The Bull Market ends as the Coronavirus spreads

Stocks entered a Bear Market on Thursday, as the two negative shocks of a collapse in oil prices and the COVID-19 outbreak hit equities worldwide. Ian Slattery reports.

Thursday saw falls of 10%, marking the steepest one day drop since 1987. The 21 days it took stocks to fall from a record high into a Bear Market marked the fastest descent on record. The economic fallout from containment measures mounted during the week, as the list of policy responses lengthened.

We saw a surprise rate cut from the Bank of England being accompanied by a raft of fiscal measures in the UK budget. On Wednesday the ECB loosened monetary conditions but did not cut the headline interest rate, whilst on Thursday the Federal Reserve stepped up measures to provide further liquidity in the market.

Fiscal responses are beginning to emerge from Europe, most notably from Germany. Late Sunday night (15 March) the Fed cut US interest rates by 100bps and launched at least $700bn of QE, whilst a fiscal response is also expected from the US Government.

The full extent of the COVID-19 virus is still emerging as new cases, and subsequent policy responses, come thick and fast. Whilst economic data has been overshadowed by market action, the extent of the impact of the virus should begin to emerge from data releases over the coming weeks.

• [Your objective]
Can you continue the market report on the coronavirus sell-off, picking up after its final sentence?

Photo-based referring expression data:
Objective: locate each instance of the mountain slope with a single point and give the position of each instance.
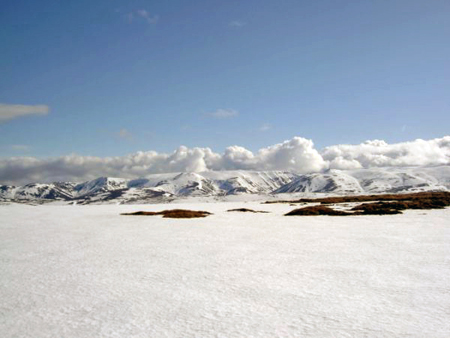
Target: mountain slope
(164, 187)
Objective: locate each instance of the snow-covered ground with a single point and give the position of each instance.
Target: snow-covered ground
(86, 271)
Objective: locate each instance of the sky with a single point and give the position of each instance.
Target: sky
(111, 78)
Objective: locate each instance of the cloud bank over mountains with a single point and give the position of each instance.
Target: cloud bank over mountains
(297, 154)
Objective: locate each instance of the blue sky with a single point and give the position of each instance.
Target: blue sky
(123, 76)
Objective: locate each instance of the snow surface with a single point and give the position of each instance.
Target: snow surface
(86, 271)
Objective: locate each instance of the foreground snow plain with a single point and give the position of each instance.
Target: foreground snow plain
(86, 271)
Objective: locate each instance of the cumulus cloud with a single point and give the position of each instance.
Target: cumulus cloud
(224, 113)
(297, 154)
(12, 111)
(378, 153)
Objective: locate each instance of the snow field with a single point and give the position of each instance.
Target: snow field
(86, 271)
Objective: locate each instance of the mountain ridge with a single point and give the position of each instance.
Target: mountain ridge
(165, 187)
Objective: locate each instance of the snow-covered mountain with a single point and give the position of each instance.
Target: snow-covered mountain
(164, 187)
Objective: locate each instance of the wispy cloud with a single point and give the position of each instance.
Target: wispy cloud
(265, 127)
(12, 111)
(20, 147)
(237, 24)
(224, 113)
(143, 15)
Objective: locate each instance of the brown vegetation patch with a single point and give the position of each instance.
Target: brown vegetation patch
(379, 208)
(317, 210)
(247, 210)
(388, 204)
(175, 213)
(442, 196)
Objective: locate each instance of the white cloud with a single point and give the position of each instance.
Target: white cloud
(297, 154)
(377, 153)
(224, 113)
(20, 147)
(12, 111)
(236, 24)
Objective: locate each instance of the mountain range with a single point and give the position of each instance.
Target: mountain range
(166, 187)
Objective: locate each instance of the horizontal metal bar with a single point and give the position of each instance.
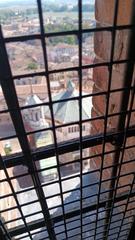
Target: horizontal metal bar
(70, 69)
(40, 223)
(65, 147)
(65, 33)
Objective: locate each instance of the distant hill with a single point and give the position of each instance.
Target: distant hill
(13, 3)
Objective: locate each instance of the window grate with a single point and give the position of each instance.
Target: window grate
(89, 216)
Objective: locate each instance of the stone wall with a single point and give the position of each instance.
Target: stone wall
(104, 10)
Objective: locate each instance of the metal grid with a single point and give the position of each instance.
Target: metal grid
(115, 222)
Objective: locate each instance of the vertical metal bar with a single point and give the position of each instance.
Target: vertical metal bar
(80, 107)
(4, 235)
(12, 102)
(121, 140)
(15, 196)
(116, 4)
(43, 41)
(131, 235)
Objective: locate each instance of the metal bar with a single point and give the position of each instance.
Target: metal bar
(51, 106)
(12, 101)
(70, 69)
(64, 33)
(67, 146)
(80, 108)
(121, 124)
(131, 235)
(40, 223)
(116, 4)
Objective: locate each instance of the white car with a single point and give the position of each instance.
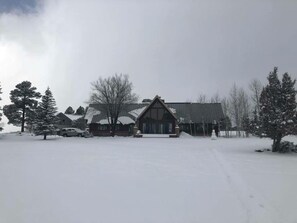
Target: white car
(67, 132)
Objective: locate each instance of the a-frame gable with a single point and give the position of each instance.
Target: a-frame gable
(153, 102)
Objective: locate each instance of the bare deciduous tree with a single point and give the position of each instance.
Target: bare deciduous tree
(239, 106)
(113, 94)
(256, 88)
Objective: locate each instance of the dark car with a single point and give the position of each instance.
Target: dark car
(67, 132)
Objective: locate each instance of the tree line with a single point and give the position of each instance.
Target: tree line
(268, 111)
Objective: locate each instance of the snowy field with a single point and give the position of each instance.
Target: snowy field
(145, 180)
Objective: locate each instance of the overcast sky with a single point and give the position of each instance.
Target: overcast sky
(176, 49)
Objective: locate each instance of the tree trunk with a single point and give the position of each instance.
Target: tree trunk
(23, 119)
(276, 143)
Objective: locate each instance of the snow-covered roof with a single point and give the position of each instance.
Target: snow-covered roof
(90, 113)
(124, 120)
(136, 112)
(73, 117)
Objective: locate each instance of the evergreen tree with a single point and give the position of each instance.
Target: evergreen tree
(278, 108)
(23, 98)
(255, 124)
(80, 111)
(69, 111)
(0, 109)
(46, 115)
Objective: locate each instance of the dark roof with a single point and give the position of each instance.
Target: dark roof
(157, 98)
(184, 111)
(197, 112)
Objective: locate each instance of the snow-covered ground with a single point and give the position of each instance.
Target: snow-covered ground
(153, 180)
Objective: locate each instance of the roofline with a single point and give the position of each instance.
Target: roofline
(161, 101)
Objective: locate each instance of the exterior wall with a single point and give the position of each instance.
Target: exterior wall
(103, 130)
(157, 120)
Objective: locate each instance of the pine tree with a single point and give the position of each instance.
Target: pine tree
(278, 108)
(23, 98)
(69, 111)
(0, 109)
(80, 111)
(46, 115)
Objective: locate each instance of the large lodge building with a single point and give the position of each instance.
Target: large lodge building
(158, 117)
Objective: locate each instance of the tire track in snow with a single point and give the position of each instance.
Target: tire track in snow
(258, 210)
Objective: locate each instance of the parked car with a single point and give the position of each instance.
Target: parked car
(67, 132)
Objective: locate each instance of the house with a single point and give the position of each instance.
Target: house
(158, 117)
(70, 120)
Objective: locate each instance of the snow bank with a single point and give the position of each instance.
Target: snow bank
(73, 117)
(132, 180)
(185, 135)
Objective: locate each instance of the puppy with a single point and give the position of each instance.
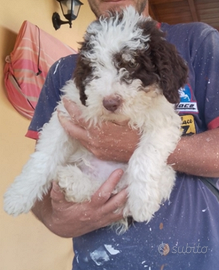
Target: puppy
(126, 70)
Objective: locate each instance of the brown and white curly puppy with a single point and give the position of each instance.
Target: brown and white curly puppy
(126, 70)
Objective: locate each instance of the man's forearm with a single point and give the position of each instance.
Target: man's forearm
(197, 154)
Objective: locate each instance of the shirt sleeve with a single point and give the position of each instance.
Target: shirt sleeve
(59, 73)
(206, 65)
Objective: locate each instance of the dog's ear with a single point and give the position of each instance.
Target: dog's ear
(171, 69)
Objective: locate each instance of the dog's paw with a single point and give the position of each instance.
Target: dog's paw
(76, 185)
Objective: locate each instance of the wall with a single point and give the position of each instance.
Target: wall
(24, 242)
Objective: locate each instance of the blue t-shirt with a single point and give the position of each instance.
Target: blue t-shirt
(184, 233)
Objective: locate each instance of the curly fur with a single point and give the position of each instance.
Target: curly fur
(126, 70)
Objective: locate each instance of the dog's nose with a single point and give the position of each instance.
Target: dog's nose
(111, 103)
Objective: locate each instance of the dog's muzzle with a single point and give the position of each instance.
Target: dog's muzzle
(112, 103)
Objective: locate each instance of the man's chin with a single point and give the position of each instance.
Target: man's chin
(114, 6)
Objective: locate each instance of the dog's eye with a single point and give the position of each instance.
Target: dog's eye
(132, 64)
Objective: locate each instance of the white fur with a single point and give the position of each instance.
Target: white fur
(79, 173)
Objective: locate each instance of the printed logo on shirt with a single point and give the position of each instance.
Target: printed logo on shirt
(186, 103)
(188, 125)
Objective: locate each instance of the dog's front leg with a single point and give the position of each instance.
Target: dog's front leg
(52, 149)
(150, 179)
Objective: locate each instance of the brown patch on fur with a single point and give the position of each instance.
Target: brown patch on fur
(159, 64)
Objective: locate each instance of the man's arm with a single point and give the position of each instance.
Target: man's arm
(68, 219)
(197, 154)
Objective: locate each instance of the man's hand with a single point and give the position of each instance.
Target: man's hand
(68, 219)
(112, 142)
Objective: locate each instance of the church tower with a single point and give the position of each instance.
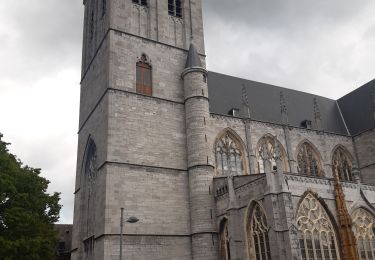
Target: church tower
(142, 143)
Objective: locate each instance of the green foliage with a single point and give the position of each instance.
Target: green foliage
(27, 211)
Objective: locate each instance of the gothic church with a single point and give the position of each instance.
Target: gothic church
(214, 167)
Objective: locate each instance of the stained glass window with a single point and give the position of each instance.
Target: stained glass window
(257, 235)
(308, 161)
(364, 231)
(269, 143)
(342, 164)
(317, 237)
(229, 157)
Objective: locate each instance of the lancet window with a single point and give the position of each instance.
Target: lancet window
(224, 241)
(342, 164)
(257, 235)
(229, 156)
(317, 237)
(308, 160)
(364, 231)
(175, 8)
(268, 142)
(144, 76)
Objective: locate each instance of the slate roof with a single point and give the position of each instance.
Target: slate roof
(225, 93)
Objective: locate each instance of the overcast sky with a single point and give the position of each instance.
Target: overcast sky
(326, 47)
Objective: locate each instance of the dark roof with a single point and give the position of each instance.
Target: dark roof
(357, 108)
(225, 93)
(193, 59)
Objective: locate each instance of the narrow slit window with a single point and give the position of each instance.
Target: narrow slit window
(175, 8)
(144, 77)
(140, 2)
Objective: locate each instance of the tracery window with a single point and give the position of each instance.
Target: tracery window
(224, 241)
(140, 2)
(257, 235)
(229, 157)
(308, 161)
(364, 231)
(144, 76)
(175, 8)
(342, 164)
(317, 237)
(269, 143)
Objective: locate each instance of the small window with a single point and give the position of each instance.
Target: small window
(175, 8)
(140, 2)
(144, 77)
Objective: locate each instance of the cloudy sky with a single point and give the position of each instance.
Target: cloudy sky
(323, 47)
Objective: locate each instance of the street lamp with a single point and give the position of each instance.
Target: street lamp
(130, 220)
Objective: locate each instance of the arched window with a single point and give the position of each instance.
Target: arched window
(308, 160)
(144, 76)
(364, 231)
(342, 164)
(269, 143)
(317, 237)
(257, 235)
(229, 156)
(175, 8)
(224, 241)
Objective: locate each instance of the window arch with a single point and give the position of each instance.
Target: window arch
(268, 141)
(144, 76)
(364, 231)
(342, 164)
(229, 156)
(224, 241)
(316, 234)
(257, 235)
(308, 160)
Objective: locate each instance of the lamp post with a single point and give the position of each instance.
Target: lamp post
(129, 220)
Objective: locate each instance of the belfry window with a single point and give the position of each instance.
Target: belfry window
(140, 2)
(229, 157)
(144, 76)
(364, 231)
(257, 235)
(269, 142)
(224, 241)
(308, 161)
(342, 164)
(175, 8)
(317, 237)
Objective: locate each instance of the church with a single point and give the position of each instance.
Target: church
(206, 166)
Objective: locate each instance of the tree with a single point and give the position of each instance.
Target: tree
(27, 211)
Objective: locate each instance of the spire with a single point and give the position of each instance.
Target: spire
(193, 59)
(317, 115)
(245, 103)
(284, 110)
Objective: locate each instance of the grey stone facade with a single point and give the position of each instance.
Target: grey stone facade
(155, 155)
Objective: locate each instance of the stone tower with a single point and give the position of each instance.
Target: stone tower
(142, 142)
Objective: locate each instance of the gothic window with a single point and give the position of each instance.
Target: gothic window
(257, 235)
(104, 7)
(269, 143)
(175, 8)
(342, 164)
(317, 237)
(229, 156)
(224, 241)
(140, 2)
(364, 231)
(308, 160)
(144, 76)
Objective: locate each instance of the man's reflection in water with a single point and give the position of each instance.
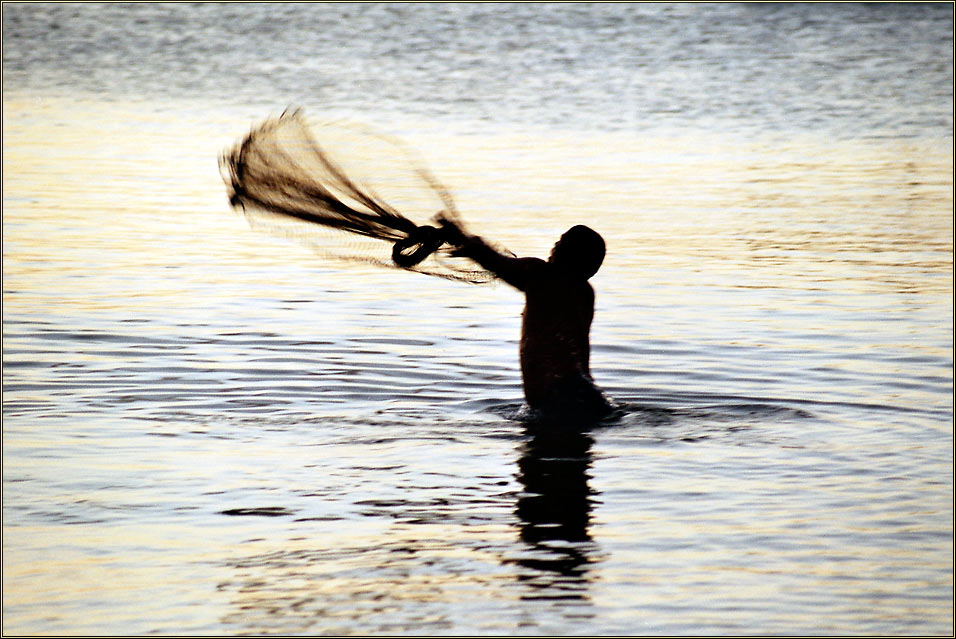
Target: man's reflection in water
(555, 511)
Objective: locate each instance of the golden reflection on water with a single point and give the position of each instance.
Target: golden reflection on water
(117, 213)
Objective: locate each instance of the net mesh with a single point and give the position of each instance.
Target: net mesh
(359, 196)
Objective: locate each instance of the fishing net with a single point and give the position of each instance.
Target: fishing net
(343, 198)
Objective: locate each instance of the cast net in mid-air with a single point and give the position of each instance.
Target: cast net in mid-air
(352, 196)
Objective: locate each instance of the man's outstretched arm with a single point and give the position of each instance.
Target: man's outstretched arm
(516, 271)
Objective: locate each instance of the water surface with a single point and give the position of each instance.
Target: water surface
(208, 429)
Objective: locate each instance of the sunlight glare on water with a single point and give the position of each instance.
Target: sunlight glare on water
(210, 429)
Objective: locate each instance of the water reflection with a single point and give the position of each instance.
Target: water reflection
(555, 512)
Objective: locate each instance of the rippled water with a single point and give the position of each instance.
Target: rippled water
(211, 430)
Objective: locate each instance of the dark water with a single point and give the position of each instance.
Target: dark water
(211, 430)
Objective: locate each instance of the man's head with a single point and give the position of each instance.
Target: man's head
(580, 252)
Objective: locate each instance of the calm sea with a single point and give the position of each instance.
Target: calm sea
(208, 429)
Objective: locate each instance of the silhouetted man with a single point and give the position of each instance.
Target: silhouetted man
(556, 322)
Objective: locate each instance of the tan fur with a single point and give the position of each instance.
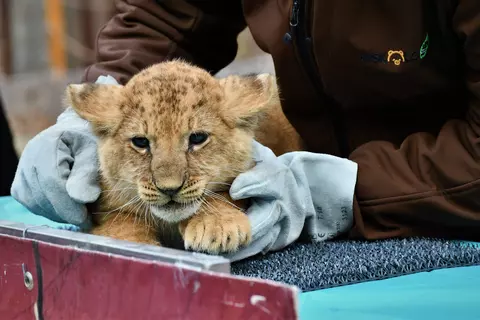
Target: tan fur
(166, 103)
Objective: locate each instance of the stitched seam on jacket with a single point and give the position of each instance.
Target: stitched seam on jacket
(420, 195)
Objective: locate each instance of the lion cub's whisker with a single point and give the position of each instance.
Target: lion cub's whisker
(134, 200)
(217, 196)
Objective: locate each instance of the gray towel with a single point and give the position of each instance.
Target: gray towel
(329, 264)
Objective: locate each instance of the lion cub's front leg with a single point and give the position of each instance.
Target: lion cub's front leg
(218, 227)
(125, 226)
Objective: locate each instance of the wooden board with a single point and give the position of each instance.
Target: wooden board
(73, 283)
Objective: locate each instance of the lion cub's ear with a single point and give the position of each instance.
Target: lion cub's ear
(248, 98)
(96, 103)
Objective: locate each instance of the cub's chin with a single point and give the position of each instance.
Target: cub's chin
(174, 212)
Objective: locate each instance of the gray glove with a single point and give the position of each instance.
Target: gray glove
(58, 170)
(298, 192)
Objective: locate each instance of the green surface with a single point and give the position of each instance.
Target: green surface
(441, 294)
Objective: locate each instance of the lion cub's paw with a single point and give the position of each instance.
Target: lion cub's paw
(216, 233)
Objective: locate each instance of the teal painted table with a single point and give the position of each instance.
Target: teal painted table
(442, 294)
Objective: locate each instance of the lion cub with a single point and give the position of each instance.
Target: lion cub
(171, 141)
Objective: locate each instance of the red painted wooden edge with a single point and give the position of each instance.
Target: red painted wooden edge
(81, 284)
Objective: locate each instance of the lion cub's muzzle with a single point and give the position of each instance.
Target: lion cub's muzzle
(172, 204)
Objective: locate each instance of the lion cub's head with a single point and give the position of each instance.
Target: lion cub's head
(174, 134)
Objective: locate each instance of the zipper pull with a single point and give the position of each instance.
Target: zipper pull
(293, 22)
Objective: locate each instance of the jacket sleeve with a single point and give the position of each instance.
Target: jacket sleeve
(145, 32)
(429, 185)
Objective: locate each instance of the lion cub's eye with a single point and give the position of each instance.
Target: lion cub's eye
(197, 138)
(141, 142)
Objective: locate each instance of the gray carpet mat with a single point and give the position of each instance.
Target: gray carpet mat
(316, 266)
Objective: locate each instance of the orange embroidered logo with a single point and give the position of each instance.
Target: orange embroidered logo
(396, 56)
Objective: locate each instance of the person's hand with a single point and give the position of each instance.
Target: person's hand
(298, 192)
(57, 172)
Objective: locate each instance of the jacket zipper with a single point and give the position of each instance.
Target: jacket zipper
(302, 42)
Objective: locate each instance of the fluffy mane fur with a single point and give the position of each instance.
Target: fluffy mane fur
(171, 141)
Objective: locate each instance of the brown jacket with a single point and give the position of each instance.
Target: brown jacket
(392, 85)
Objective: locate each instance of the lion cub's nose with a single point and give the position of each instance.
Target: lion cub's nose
(170, 192)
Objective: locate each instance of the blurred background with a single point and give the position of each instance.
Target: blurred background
(46, 44)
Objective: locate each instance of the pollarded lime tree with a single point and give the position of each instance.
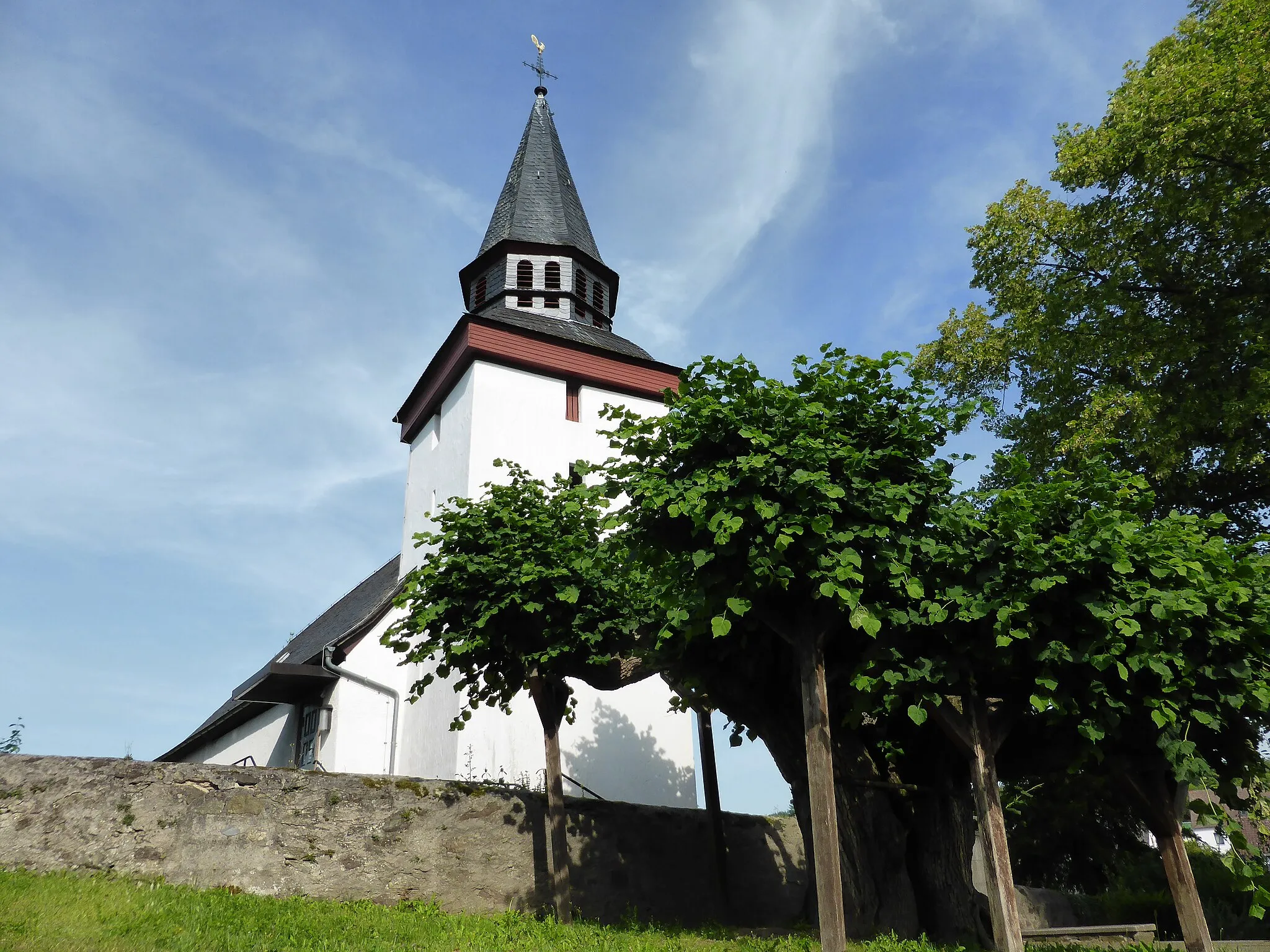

• [Answer to this problem]
Equities

All major markets were down last week with global markets falling by -5.7% in local terms and -2.7% in euro terms. Closer to home, Ireland was down -14.1% last week and -28.2% year to date.

Fixed Income & FX

The US 10-year yield finished at 0.79% last week. The German equivalent finished at -0.58%. The Irish 10 year bond yield finished at 0.24% The Euro/US Dollar exchange rate finished at 1.12, whilst Euro/GBP finished at 0.91.

Commodities

Oil continued to fall finishing at $30 per barrel. Gold decreased to $1,537 per troy ounce and copper decreased to $5,448 per tonne.

The week ahead

There are a number of economic releases this week but the focus of markets will be dominated by the spread of COVID-19 and the actions of policymakers.